Required task: Arrange these items as a two-column CSV with the headers "request" and "outline", one row per item, putting each item's text and its answer in a single quoted field with line breaks replaced by spaces. Leave the pictures out.

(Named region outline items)
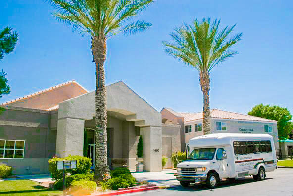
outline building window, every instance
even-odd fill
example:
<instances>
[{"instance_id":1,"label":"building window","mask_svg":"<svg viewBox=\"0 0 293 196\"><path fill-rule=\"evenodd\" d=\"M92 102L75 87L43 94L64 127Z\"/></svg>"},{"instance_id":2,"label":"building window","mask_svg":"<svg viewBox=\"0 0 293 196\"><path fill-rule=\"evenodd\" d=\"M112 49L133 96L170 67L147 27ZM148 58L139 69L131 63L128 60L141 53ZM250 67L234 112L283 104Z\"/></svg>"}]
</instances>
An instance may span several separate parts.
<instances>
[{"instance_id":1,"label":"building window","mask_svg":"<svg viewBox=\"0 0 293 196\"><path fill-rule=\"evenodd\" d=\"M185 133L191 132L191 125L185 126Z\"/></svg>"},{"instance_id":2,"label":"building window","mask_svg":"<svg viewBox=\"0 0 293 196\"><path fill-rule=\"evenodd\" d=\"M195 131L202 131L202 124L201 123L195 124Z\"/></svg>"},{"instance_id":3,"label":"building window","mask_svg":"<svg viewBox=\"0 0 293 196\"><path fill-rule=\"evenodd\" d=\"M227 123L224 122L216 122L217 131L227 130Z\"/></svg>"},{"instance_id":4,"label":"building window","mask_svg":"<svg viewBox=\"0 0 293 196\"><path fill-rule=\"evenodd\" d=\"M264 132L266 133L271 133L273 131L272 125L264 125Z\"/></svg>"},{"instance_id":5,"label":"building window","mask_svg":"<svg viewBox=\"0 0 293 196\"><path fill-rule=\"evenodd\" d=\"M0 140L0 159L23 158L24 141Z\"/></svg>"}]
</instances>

Answer in full:
request,outline
"outline building window, every instance even-odd fill example: <instances> [{""instance_id"":1,""label"":""building window"",""mask_svg"":""<svg viewBox=\""0 0 293 196\""><path fill-rule=\""evenodd\"" d=\""M92 102L75 87L43 94L64 127Z\""/></svg>""},{""instance_id"":2,""label"":""building window"",""mask_svg"":""<svg viewBox=\""0 0 293 196\""><path fill-rule=\""evenodd\"" d=\""M112 49L133 96L170 67L147 27ZM148 58L139 69L131 63L128 60L141 53ZM250 67L234 112L283 104Z\""/></svg>""}] </instances> An instance may span several separate parts.","<instances> [{""instance_id"":1,""label"":""building window"",""mask_svg"":""<svg viewBox=\""0 0 293 196\""><path fill-rule=\""evenodd\"" d=\""M185 133L191 132L191 125L185 126Z\""/></svg>""},{""instance_id"":2,""label"":""building window"",""mask_svg"":""<svg viewBox=\""0 0 293 196\""><path fill-rule=\""evenodd\"" d=\""M195 131L202 131L202 124L201 123L195 124Z\""/></svg>""},{""instance_id"":3,""label"":""building window"",""mask_svg"":""<svg viewBox=\""0 0 293 196\""><path fill-rule=\""evenodd\"" d=\""M227 123L224 122L216 122L217 131L227 130Z\""/></svg>""},{""instance_id"":4,""label"":""building window"",""mask_svg"":""<svg viewBox=\""0 0 293 196\""><path fill-rule=\""evenodd\"" d=\""M264 132L266 133L271 133L273 131L272 125L264 125Z\""/></svg>""},{""instance_id"":5,""label"":""building window"",""mask_svg"":""<svg viewBox=\""0 0 293 196\""><path fill-rule=\""evenodd\"" d=\""M0 140L0 159L23 158L24 141Z\""/></svg>""}] </instances>"